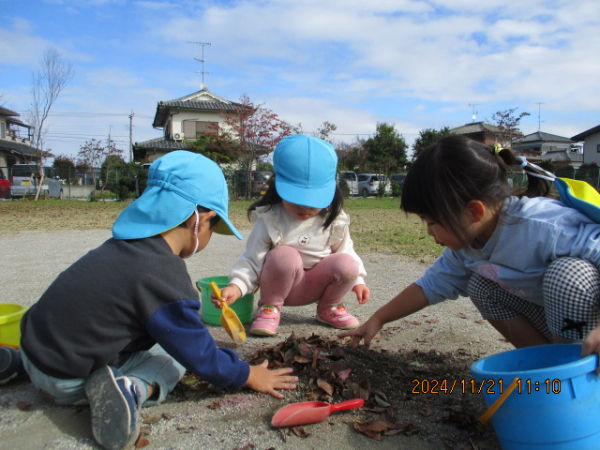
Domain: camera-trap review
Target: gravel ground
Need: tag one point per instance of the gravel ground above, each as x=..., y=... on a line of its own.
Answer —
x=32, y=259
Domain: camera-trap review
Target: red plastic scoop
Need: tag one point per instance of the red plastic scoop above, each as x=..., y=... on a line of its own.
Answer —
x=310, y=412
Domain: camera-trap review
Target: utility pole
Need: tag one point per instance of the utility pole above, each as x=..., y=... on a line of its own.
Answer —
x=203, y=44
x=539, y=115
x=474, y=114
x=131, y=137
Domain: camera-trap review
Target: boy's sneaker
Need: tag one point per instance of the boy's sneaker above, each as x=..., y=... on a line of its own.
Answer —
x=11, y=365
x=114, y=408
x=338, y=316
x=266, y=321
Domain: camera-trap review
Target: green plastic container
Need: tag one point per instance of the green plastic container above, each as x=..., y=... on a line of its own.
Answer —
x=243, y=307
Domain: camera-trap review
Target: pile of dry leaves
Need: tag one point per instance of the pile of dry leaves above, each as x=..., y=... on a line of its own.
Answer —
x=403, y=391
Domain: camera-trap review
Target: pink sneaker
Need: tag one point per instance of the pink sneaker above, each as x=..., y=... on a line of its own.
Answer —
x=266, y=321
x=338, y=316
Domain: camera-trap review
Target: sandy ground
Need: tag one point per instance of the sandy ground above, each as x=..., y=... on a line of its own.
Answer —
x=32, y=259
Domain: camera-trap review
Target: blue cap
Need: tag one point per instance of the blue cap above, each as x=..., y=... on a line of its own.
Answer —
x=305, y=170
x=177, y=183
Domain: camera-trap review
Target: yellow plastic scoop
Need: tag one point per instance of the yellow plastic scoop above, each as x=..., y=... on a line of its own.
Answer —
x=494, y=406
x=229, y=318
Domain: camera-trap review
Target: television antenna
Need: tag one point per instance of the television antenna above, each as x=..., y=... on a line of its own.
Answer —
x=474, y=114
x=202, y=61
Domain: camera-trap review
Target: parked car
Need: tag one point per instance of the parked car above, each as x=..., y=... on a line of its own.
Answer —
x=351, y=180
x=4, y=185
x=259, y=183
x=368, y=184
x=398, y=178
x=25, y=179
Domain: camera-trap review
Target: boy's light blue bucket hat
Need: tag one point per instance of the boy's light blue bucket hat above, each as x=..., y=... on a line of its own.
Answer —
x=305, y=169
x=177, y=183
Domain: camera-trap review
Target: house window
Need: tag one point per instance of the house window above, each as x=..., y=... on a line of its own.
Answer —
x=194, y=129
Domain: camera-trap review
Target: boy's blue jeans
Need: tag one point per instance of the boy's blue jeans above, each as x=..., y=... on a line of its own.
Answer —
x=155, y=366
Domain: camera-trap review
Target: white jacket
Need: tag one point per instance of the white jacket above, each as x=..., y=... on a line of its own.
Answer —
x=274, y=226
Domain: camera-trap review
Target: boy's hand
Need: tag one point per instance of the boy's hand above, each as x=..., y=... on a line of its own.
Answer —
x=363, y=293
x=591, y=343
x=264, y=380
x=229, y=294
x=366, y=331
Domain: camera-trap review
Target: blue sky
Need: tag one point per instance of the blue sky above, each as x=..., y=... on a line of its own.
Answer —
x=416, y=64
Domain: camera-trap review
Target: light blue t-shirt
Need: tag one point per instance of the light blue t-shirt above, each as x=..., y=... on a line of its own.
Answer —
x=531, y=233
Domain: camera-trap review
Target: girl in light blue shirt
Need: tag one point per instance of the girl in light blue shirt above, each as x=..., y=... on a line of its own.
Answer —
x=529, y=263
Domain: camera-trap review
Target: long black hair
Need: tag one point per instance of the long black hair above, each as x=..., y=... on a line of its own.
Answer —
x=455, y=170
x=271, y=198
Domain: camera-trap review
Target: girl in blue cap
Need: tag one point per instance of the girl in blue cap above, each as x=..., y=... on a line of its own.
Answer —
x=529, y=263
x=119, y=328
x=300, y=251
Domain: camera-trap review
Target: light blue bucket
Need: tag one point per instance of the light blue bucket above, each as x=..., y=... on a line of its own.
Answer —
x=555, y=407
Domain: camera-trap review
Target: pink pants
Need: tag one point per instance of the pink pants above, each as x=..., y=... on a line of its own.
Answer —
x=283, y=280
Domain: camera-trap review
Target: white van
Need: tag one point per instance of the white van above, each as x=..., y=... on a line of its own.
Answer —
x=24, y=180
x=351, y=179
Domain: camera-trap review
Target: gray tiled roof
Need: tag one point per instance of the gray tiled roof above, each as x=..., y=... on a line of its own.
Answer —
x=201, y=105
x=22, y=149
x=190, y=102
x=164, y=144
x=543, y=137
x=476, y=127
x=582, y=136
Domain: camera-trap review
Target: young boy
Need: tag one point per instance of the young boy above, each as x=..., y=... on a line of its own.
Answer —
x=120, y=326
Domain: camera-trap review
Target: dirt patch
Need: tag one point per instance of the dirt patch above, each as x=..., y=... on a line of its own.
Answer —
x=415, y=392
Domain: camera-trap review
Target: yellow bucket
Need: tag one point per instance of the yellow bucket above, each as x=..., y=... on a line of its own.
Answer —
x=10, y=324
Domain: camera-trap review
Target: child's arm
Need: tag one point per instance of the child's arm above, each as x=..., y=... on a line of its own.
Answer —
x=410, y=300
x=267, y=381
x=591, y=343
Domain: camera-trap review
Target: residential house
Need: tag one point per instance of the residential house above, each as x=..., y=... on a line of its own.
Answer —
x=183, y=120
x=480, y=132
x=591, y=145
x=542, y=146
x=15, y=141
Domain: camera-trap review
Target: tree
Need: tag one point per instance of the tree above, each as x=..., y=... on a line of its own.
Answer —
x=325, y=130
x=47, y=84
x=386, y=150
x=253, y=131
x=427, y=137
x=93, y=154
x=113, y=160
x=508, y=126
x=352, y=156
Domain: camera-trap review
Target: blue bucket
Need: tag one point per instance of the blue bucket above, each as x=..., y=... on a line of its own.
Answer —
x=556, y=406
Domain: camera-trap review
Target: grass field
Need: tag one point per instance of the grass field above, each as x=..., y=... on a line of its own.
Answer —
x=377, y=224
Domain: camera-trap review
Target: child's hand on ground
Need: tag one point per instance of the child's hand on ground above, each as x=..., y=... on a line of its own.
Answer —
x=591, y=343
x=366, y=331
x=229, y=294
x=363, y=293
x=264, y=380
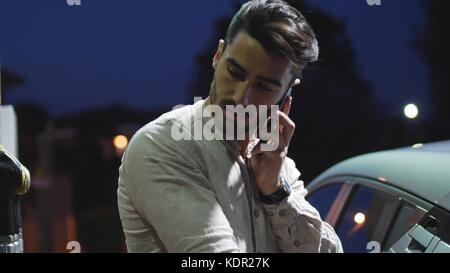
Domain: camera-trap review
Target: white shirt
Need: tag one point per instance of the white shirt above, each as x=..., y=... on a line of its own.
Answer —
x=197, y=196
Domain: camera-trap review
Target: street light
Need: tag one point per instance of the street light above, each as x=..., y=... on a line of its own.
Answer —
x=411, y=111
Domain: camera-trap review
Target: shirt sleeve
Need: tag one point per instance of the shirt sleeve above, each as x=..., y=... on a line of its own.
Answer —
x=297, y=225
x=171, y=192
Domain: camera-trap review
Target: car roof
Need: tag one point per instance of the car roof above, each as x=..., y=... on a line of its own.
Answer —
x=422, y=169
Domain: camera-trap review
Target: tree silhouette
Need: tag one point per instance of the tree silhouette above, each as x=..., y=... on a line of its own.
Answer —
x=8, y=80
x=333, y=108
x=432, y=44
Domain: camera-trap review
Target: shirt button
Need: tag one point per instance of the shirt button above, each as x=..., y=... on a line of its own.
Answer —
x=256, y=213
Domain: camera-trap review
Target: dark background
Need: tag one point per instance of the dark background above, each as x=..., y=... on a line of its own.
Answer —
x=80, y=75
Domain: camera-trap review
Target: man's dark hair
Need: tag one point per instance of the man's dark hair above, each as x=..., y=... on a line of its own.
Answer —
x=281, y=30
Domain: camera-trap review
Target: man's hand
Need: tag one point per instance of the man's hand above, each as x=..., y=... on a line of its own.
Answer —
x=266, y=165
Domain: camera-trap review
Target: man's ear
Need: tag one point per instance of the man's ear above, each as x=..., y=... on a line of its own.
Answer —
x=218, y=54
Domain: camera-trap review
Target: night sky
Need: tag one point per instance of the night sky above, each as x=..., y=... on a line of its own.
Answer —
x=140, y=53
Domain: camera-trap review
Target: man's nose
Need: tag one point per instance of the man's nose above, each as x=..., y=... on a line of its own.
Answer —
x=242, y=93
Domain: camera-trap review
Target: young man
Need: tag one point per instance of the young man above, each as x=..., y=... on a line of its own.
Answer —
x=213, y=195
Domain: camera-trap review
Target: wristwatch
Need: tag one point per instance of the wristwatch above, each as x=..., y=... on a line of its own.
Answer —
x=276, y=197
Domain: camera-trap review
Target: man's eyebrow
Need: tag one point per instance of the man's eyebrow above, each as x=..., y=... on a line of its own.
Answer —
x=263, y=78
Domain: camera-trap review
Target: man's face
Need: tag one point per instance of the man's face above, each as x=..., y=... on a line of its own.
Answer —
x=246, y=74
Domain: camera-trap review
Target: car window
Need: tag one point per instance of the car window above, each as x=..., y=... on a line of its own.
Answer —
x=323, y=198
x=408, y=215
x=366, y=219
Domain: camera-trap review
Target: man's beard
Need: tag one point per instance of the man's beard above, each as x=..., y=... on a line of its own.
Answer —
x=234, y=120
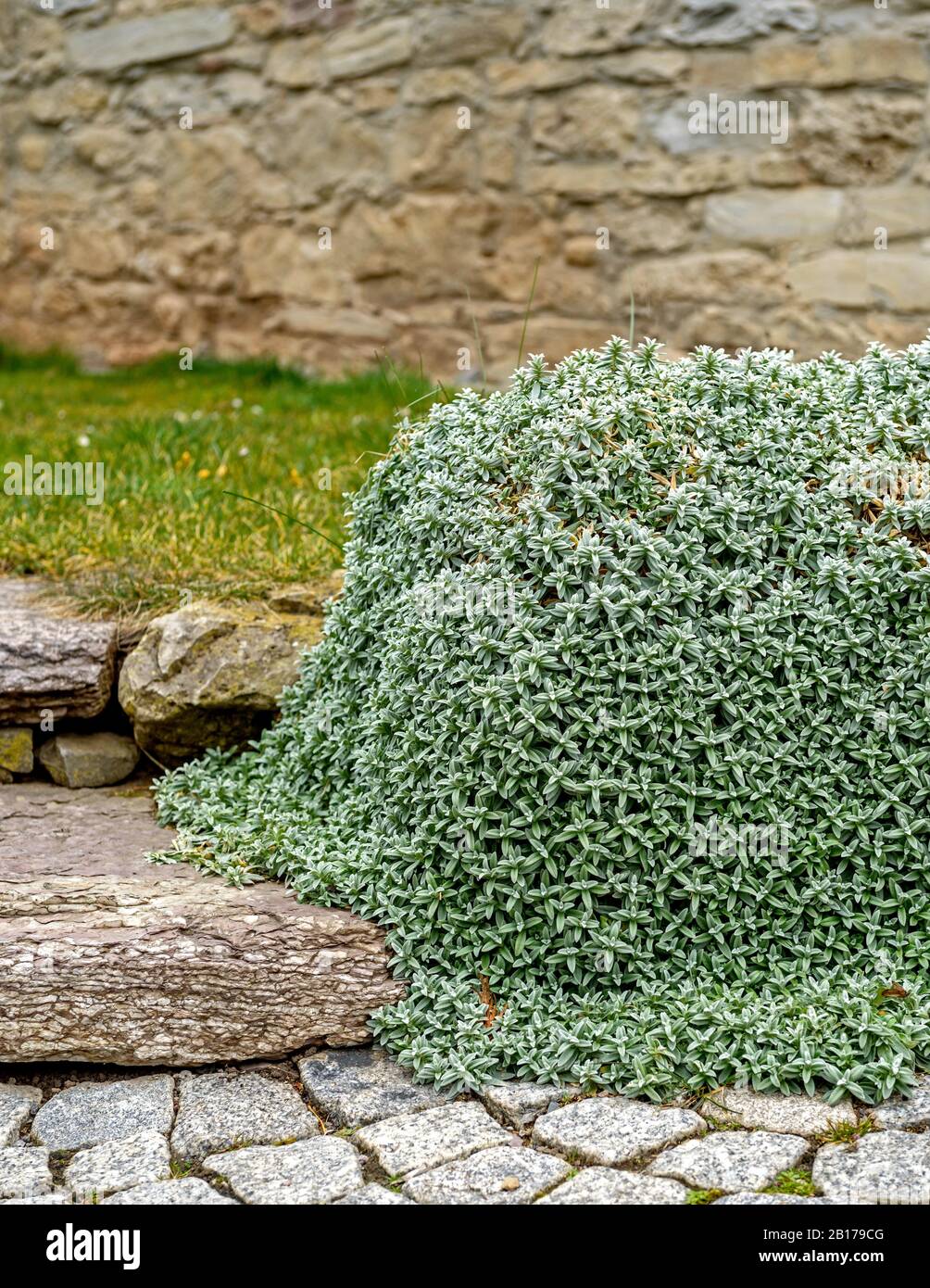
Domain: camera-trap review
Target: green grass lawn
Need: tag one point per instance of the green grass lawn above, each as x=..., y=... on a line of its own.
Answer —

■ Your instructions ■
Swap "camera-trap review" for "field photo review" in the lines starting at the beginning of the entries and going on through the line with "x=310, y=412", and write those lines out again with nothing else changed. Leave the pictures out of your answer.

■ Correct response ■
Domain: field photo review
Target: gravel ground
Need: tag one point per instance of the gravel ground above, each as x=..., y=... on a line of its own.
Answer —
x=32, y=259
Domain: field photo review
Target: red plastic scoop
Need: tag one point per instance of the red plastic scoop above, each as x=..., y=... on a line of its own.
Answer —
x=310, y=412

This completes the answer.